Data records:
+ + + +
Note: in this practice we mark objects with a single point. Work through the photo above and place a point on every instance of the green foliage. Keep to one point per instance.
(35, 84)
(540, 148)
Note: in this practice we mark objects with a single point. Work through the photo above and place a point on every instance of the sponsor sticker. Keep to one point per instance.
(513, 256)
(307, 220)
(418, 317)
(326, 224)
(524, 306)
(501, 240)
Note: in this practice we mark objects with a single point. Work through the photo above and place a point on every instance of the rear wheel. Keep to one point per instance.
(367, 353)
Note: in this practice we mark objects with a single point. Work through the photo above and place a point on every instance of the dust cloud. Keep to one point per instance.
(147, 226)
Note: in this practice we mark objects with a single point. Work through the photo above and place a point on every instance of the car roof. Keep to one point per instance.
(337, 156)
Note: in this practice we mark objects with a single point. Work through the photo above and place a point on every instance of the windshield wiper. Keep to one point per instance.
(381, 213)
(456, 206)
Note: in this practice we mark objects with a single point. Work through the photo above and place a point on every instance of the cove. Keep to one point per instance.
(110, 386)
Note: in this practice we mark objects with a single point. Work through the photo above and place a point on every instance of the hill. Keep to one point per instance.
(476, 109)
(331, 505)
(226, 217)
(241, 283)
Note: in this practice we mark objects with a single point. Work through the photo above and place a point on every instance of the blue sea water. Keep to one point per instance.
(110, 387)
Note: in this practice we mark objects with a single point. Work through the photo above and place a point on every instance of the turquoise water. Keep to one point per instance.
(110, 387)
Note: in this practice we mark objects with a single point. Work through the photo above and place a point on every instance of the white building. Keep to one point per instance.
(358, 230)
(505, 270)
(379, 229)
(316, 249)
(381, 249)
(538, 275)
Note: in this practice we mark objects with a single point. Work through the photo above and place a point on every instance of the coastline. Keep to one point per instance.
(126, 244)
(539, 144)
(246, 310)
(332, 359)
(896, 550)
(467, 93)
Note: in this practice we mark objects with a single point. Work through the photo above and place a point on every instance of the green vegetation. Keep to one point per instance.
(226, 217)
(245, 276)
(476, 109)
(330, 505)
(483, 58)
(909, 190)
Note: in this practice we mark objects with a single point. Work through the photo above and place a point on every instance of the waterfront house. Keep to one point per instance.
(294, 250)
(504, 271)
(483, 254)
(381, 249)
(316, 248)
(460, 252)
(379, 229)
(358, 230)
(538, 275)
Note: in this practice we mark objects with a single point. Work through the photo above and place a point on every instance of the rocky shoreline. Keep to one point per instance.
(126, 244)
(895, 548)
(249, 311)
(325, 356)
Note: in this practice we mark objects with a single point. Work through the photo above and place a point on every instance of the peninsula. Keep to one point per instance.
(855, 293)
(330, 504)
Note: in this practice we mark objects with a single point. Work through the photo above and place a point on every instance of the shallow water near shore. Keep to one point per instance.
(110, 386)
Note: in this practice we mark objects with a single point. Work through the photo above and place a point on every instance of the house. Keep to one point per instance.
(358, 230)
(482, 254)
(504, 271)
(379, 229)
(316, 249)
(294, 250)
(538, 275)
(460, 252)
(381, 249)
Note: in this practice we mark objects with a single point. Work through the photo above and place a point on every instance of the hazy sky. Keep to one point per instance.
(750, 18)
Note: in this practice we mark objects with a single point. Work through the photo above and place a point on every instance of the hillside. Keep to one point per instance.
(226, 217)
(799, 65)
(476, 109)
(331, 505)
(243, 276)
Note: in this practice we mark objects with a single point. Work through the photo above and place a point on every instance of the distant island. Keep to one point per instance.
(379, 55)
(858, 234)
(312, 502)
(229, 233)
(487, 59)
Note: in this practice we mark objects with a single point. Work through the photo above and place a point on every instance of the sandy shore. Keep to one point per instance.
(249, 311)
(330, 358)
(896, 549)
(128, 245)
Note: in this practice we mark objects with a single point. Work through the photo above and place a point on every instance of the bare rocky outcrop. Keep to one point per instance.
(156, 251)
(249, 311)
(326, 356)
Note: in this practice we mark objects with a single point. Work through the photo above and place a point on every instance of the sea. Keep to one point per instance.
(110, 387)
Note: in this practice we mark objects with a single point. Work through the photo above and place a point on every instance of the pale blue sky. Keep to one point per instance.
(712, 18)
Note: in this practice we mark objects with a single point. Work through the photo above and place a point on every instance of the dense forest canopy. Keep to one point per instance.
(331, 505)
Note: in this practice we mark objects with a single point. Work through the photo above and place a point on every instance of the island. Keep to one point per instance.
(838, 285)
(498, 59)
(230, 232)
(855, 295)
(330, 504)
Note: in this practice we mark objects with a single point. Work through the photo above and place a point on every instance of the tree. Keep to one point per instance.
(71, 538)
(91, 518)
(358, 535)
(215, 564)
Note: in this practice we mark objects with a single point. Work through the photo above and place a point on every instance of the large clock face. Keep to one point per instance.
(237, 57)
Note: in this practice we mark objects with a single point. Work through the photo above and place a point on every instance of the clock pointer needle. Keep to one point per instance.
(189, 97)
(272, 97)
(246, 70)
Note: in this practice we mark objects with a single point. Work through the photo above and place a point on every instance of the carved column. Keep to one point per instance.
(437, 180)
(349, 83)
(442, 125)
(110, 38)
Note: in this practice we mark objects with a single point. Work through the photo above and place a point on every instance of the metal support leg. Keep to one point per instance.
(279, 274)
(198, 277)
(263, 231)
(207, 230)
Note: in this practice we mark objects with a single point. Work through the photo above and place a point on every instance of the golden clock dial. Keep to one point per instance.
+ + + +
Please transcribe all of the data above exactly.

Note: in this practice we mark objects with a single point. Work through the photo above and place a point on every instance of the green foliage. Keep to one point per instance.
(35, 84)
(540, 148)
Note: in this practice we mark objects with a single point. Work through the photo above and place a point on every instance of the sponsor sticker. Keep to one point per instance.
(513, 256)
(307, 220)
(418, 317)
(326, 224)
(524, 306)
(501, 240)
Note: in this practice we mark objects with a single point. Work through the photo above and place a point on every instance of the rear wheel. Keep to one point per instance.
(367, 353)
Note: in this practice we mark objects with a single point. Work through the photo above and place a point on every instance of the dust cloud. Keep to one point per instance.
(147, 226)
Note: in this practice we mark objects with a single point. Work through the photo above and place a point on every instance of the car roof. Keep to one point per instance.
(337, 156)
Note: in this practice we mark objects with a single point. Work through the photo above and place a point on every instance of the windshield wiper. Keep to one point per instance.
(381, 213)
(456, 206)
Note: in this practice we mark objects with a single point. Work through the photo above and place a point on every instance of the cove. Keep to one point per instance.
(110, 386)
Note: in this practice we mark objects with a single point. Work through the photo above and place a point on every instance of the hill. Keep to one point per instance.
(476, 109)
(331, 505)
(226, 217)
(241, 283)
Note: in this practice we mark objects with a single point. Work through the photo above and place a point on every instance of the blue sea water. Keep to one point per instance.
(110, 387)
Note: in this practice we mark objects with a single point. Work through the photo above and place a point on every instance of the turquoise water. Keep to one point per instance.
(110, 387)
Note: in this practice we mark objects with a single point. Work through the photo above and place a point on every instance of the white building. Keep to one point per instance.
(358, 230)
(505, 270)
(379, 229)
(316, 249)
(381, 249)
(538, 275)
Note: in this practice we mark objects with a single point. Work through the photo above and place a point on every instance of the coastline. Keep to one point per instance.
(126, 244)
(539, 144)
(246, 310)
(332, 359)
(896, 550)
(467, 93)
Note: in this practice we mark objects with a single point. Work through the photo above and place a point on every instance of the green vegetation. Keep to one point per instance.
(226, 217)
(245, 276)
(476, 109)
(330, 505)
(483, 58)
(909, 190)
Note: in this practice we mark objects with a single point. Work through the photo above and place a point on every instance of the waterfront house. Keep to one point per instance.
(294, 250)
(504, 271)
(483, 254)
(381, 249)
(316, 248)
(460, 252)
(379, 229)
(358, 230)
(538, 275)
Note: in this practice we mark objects with a single point. Work through the photo above and place a point on every instance of the rocky shoreline. Keep to one point per instance.
(126, 244)
(895, 548)
(249, 311)
(325, 356)
Note: in this practice we mark objects with a single point. Work through the photo above and place a point on every instance of the peninsula. Keep to one point per instance.
(855, 293)
(330, 504)
Note: in this practice we mark objects with a single point. Work through the photo above and place a point on every instance of the shallow water near shore. Keep to one point per instance.
(110, 386)
Note: in this practice we mark objects with a single point. Work through the photo above and place a point on every instance of the house. Keep to one point per instance.
(358, 230)
(482, 254)
(504, 271)
(379, 229)
(316, 249)
(294, 250)
(538, 275)
(460, 252)
(381, 249)
Note: in this practice we mark objects with a single point. Work through the photo above and place a point on every instance of the hazy sky. Keep to one point per instance.
(750, 18)
Note: in this practice we mark objects with a single point. Work through the photo above and place a point on every instance of the hillside. Keep to one point per instance.
(226, 217)
(799, 65)
(476, 109)
(331, 505)
(243, 276)
Note: in this practice we mark objects with a single point. Work through the photo above and place a point on every instance of the distant island. Keep to one point per instance.
(379, 55)
(858, 234)
(312, 502)
(229, 233)
(487, 59)
Note: in this practice we mark objects with a single point. Work through the photo above and place a point on every instance of the sandy shore. Keep to one point per instance.
(249, 311)
(330, 358)
(896, 549)
(128, 245)
Note: in this practice we mark objects with a single point. Work through the photo above and place a point on every instance of the bare rocky outcrop. Keep to one point per instance.
(156, 251)
(249, 311)
(326, 356)
Note: in this practice we mark objects with a single point. Work through the photo above and place a point on every instance of the sea. Keep to one point per instance.
(110, 387)
Note: in this practice we mark objects with a single point. Work through the photo above and place a point on every instance of the pale blue sky. Keep to one point per instance.
(712, 18)
Note: in this practice we mark objects with a single point. Work through the photo above and place a point on every instance of the dense forest canopy. Keep to one point per instance.
(331, 505)
Note: in this practice we mark objects with a single point. Work through the photo above and place a point on every instance of the island. Keep to one point per instance.
(838, 285)
(498, 59)
(230, 232)
(855, 295)
(330, 504)
Note: in this practice we mark objects with a single point. Work through the photo above and place a point on every instance of the tree. Keep to one point per instance.
(71, 538)
(91, 518)
(358, 535)
(215, 564)
Note: in this practice we mark objects with a single point. Work through the photo above and place a point on every instance of the large clock face. Keep to one point per instance.
(237, 57)
Note: in this practice we mark objects with a single point. Work through the photo above and place a point on every instance of the clock pointer needle. Keep to one point per instance.
(189, 97)
(272, 97)
(246, 70)
Note: in this practice we mark objects with a single point. Work through the photo above and place a point on every instance of the carved column. Keep to one point per instance.
(437, 180)
(349, 83)
(442, 125)
(110, 38)
Note: in this practice we mark objects with a single point. Work through the photo above and place a point on every instance of the metal support leg. Keep to one point per instance.
(279, 274)
(198, 277)
(263, 231)
(207, 230)
Note: in this practice we mark objects with a single point. Work through the photo above and place a point on every instance of the golden clock dial. Keep to one point per instance.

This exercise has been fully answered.